Stored data
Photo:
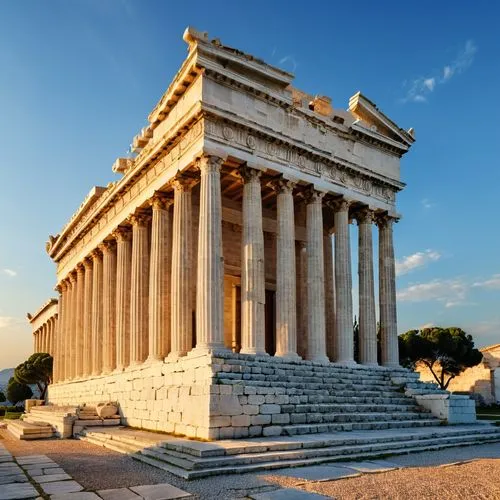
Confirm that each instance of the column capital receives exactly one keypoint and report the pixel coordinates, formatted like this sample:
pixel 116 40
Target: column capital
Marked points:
pixel 87 263
pixel 183 182
pixel 340 204
pixel 161 201
pixel 364 216
pixel 139 218
pixel 282 185
pixel 96 254
pixel 209 163
pixel 107 246
pixel 385 220
pixel 311 195
pixel 249 174
pixel 122 233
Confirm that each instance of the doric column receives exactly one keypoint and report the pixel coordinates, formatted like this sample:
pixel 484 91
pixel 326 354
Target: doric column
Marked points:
pixel 78 331
pixel 96 312
pixel 87 318
pixel 159 278
pixel 286 312
pixel 367 321
pixel 329 296
pixel 70 345
pixel 316 337
pixel 108 249
pixel 343 285
pixel 139 288
pixel 210 279
pixel 253 291
pixel 123 237
pixel 387 293
pixel 61 331
pixel 182 271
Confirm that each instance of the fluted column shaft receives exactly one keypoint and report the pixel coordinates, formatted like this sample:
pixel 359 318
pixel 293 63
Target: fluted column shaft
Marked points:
pixel 182 269
pixel 78 331
pixel 87 318
pixel 387 294
pixel 139 289
pixel 210 279
pixel 108 249
pixel 286 312
pixel 123 237
pixel 329 297
pixel 97 279
pixel 316 327
pixel 253 292
pixel 70 344
pixel 343 286
pixel 159 278
pixel 367 320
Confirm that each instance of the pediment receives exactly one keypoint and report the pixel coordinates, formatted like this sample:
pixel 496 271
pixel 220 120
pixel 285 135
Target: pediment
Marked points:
pixel 369 117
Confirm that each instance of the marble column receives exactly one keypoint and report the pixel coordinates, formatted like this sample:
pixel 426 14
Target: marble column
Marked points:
pixel 343 286
pixel 159 278
pixel 182 271
pixel 139 287
pixel 87 318
pixel 70 353
pixel 253 288
pixel 97 303
pixel 108 249
pixel 316 327
pixel 123 236
pixel 210 268
pixel 387 293
pixel 78 331
pixel 286 304
pixel 329 296
pixel 367 320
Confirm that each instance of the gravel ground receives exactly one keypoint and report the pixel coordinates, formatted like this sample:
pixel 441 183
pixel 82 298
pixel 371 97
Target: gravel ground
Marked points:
pixel 99 468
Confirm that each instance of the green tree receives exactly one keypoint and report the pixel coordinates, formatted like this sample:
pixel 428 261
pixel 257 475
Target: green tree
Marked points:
pixel 17 392
pixel 37 369
pixel 446 352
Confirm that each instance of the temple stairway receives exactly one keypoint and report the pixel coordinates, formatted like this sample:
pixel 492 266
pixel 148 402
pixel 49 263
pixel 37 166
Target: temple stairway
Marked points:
pixel 192 459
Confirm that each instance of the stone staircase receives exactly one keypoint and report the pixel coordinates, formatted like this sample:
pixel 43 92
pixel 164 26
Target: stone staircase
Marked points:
pixel 311 398
pixel 24 430
pixel 191 459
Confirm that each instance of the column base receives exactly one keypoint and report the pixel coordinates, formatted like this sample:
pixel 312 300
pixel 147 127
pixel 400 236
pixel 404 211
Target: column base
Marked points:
pixel 289 356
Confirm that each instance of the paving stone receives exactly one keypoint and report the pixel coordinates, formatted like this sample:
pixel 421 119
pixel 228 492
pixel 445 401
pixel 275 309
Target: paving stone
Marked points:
pixel 80 495
pixel 118 494
pixel 17 491
pixel 58 487
pixel 163 491
pixel 366 467
pixel 15 478
pixel 49 478
pixel 317 472
pixel 286 494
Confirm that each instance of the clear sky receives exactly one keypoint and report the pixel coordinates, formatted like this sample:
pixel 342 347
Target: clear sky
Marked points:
pixel 78 79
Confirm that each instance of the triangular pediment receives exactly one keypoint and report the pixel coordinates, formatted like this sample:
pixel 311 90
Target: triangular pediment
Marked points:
pixel 372 119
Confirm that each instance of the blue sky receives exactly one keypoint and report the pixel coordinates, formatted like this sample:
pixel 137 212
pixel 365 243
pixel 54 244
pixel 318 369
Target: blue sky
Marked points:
pixel 78 79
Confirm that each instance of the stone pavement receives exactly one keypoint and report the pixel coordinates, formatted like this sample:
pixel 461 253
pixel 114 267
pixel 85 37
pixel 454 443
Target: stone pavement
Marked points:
pixel 38 477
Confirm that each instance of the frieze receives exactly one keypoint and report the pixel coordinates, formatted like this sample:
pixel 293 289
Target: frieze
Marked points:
pixel 300 160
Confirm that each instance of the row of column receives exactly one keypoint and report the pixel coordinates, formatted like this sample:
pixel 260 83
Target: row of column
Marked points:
pixel 43 337
pixel 132 299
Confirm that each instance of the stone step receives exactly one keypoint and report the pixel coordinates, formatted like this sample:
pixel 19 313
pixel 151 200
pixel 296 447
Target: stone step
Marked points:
pixel 292 430
pixel 190 467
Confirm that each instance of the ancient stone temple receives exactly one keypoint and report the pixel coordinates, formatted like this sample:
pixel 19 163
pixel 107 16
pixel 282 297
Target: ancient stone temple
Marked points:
pixel 208 291
pixel 44 325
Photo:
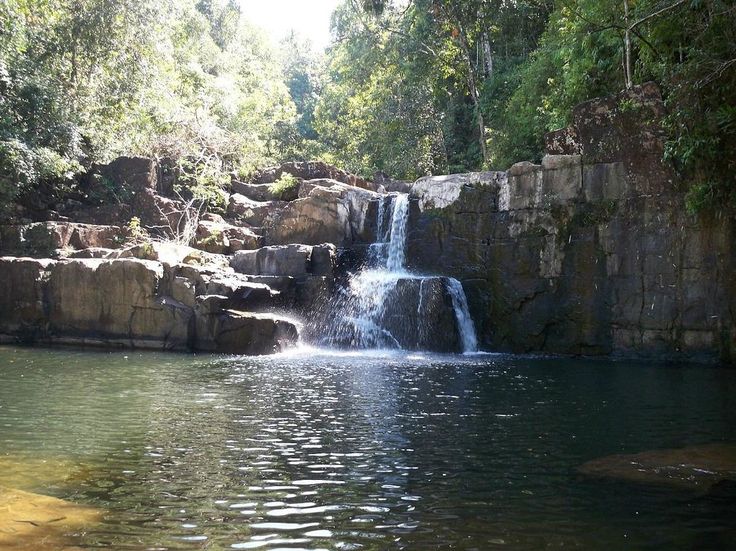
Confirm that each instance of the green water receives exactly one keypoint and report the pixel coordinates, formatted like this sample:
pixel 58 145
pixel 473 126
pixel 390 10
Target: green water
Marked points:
pixel 319 451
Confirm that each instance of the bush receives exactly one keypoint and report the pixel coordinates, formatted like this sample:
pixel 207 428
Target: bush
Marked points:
pixel 23 169
pixel 284 185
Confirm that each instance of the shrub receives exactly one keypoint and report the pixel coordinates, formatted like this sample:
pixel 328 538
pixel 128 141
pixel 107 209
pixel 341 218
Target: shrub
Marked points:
pixel 284 185
pixel 23 169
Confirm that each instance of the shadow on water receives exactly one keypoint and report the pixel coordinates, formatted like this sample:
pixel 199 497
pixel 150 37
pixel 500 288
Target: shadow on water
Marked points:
pixel 353 450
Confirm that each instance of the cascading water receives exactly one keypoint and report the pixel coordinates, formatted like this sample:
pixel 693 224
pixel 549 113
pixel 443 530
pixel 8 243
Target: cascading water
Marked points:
pixel 365 313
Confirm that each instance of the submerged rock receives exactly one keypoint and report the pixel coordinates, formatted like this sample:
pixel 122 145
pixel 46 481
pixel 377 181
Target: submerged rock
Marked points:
pixel 693 467
pixel 34 522
pixel 287 260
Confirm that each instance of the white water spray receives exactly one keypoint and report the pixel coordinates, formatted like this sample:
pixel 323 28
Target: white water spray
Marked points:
pixel 365 302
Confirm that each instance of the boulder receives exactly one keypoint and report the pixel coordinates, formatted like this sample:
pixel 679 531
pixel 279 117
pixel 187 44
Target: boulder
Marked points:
pixel 263 192
pixel 114 300
pixel 136 174
pixel 338 214
pixel 31 522
pixel 22 295
pixel 562 180
pixel 311 170
pixel 44 238
pixel 137 303
pixel 224 238
pixel 438 192
pixel 692 467
pixel 92 252
pixel 605 182
pixel 234 332
pixel 524 190
pixel 253 213
pixel 287 260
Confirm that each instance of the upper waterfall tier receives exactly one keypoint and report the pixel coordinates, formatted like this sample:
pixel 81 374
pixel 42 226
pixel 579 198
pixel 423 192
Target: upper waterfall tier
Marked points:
pixel 383 305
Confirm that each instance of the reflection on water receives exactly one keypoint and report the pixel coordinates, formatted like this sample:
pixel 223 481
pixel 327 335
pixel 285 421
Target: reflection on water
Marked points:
pixel 352 451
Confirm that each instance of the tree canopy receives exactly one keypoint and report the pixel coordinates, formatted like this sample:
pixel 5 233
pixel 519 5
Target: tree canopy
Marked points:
pixel 407 87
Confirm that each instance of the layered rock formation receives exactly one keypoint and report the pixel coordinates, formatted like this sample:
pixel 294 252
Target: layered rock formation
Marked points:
pixel 134 303
pixel 591 252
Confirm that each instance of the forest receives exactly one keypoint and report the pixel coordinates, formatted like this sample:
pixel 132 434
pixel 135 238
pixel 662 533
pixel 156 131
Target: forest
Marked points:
pixel 406 87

- _Problem to solve_:
Recast everything in the entries above from the line containing "Confirm that each instance of the temple" down to the line containing "pixel 289 356", both included, as a JSON list of strings with one string per line. Omit any blank lines.

- _Solution_:
[
  "Confirm that each instance of the temple stairway receives exactly one keypoint and report the pixel coordinates, formatted like this sample:",
  "pixel 492 266",
  "pixel 148 402",
  "pixel 49 263",
  "pixel 37 166",
  "Target: temple stairway",
  "Marked points:",
  "pixel 192 459",
  "Confirm that each instance of the stone staircase receives exactly one keypoint and report the pixel coordinates, formatted like this sample:",
  "pixel 43 92",
  "pixel 164 26",
  "Target: stone staircase",
  "Marked points:",
  "pixel 311 398",
  "pixel 24 430",
  "pixel 191 459",
  "Confirm that each instance of the column base receives exactly one keypoint and report the pixel coordinates, formatted like this sample:",
  "pixel 312 300",
  "pixel 147 127",
  "pixel 400 236",
  "pixel 404 211",
  "Target: column base",
  "Marked points:",
  "pixel 289 356"
]